Copy out the listing exactly.
--- Exercise material ---
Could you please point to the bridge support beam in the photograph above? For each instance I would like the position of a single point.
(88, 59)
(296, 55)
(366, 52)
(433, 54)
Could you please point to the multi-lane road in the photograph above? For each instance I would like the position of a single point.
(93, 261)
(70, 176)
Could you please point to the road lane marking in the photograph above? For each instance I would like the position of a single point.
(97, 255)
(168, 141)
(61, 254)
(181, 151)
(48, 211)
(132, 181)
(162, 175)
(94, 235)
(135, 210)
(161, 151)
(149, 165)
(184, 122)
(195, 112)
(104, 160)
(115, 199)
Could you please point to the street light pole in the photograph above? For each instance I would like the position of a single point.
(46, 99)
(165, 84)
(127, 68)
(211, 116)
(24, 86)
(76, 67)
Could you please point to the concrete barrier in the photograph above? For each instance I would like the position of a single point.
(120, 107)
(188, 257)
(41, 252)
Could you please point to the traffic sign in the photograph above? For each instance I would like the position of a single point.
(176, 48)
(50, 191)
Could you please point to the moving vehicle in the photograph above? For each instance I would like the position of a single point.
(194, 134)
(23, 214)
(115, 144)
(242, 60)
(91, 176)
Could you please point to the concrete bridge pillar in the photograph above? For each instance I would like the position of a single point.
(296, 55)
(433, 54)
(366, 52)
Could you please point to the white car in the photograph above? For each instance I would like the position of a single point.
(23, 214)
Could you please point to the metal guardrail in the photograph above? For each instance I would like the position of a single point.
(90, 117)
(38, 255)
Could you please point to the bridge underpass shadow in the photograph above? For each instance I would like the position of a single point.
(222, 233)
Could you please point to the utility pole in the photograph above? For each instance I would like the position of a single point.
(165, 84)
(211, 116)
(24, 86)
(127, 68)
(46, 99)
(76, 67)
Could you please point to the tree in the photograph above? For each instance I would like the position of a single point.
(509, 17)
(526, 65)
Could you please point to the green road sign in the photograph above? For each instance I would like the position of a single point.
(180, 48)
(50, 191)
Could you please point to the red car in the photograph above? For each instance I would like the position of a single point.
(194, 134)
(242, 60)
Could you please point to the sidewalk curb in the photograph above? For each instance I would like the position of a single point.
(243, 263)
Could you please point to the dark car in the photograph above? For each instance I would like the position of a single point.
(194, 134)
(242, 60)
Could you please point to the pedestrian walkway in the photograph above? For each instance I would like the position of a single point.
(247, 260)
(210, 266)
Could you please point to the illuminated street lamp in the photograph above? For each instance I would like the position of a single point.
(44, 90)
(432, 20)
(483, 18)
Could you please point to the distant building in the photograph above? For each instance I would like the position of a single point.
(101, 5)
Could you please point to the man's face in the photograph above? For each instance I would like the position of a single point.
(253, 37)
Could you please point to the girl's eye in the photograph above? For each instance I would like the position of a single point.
---
-- Task output --
Could you please point to the bridge support beam in the photograph above? For each instance I would like the position of a single point.
(88, 59)
(296, 55)
(366, 52)
(433, 54)
Could you please point to the multi-lane road in the photograph above? For each instance I would like the position of a single point.
(93, 261)
(70, 176)
Could you please point to the road lane marking in the photograph above? For each instance I would like the position of a single point.
(97, 255)
(168, 141)
(61, 254)
(181, 151)
(48, 211)
(132, 181)
(162, 175)
(94, 235)
(135, 210)
(161, 151)
(149, 165)
(184, 122)
(195, 112)
(104, 160)
(115, 199)
Could you please point to the street light pole in the photograph above? For each instance I would like the position of a single point.
(46, 99)
(165, 84)
(127, 68)
(211, 116)
(24, 86)
(76, 67)
Could you please point to the concrete barrier in the photograph above? For each instance I would like the position of a single point.
(120, 107)
(188, 257)
(41, 252)
Could you please point to the traffic sign in the photograph above? For each instance I would like the position of a single point.
(176, 48)
(50, 191)
Could you please point to the moving vehicle in the photograph above? For each instance I would like the position of a single point.
(194, 134)
(23, 214)
(115, 144)
(242, 60)
(91, 176)
Could you please point to the concrete bridge pillar in the photograph above? For each instance I would like the position of a single point.
(296, 55)
(433, 54)
(366, 52)
Could you please point to the white car in the photograph above? For each instance I would like the position of a single point.
(23, 214)
Could you please point to the metal guardrail in the photograph above? For each instance I would like the position of a single point.
(90, 117)
(38, 255)
Could you please point to the bridge underpass shadow in the photograph above? For each instance I would like the position of a single point.
(222, 233)
Could you please point to the utility pole in the photograph above? For each instance I would like the position of a single point.
(165, 84)
(211, 116)
(24, 86)
(127, 68)
(46, 99)
(76, 67)
Could you please point to the tree in the photograph above? For each instance I would like the position of a single point.
(509, 17)
(526, 65)
Could you please point to the green road sign in the photograph above? For each instance I would like the position of a single point.
(180, 48)
(50, 191)
Could you please point to the red car in the photograph above? For each instance I would like the position of a single point.
(194, 134)
(242, 60)
Could you please point to the sidewalk curb in the photograph above? For each instance I would like the position of a single point.
(243, 263)
Could you please point to the dark car in the photograph above? For each instance I would like the position of a single point.
(194, 134)
(242, 60)
Could you please point to the pedestrian walkway in the photograph above? For each instance I would like the position of a single point.
(247, 260)
(210, 266)
Could you please point to the illuminated street lamp in the photograph above? For each instance I would like the position of a single point.
(44, 90)
(432, 20)
(483, 18)
Could you please point to the distant building in the photograph above? For each instance I would like the position of a single point.
(101, 5)
Could you please point to the man's face in the photograph above? For each instance I would like the position of a single point.
(253, 37)
Could you please point to the girl's eye in the photograph above? For each instance I would like the position of a single point.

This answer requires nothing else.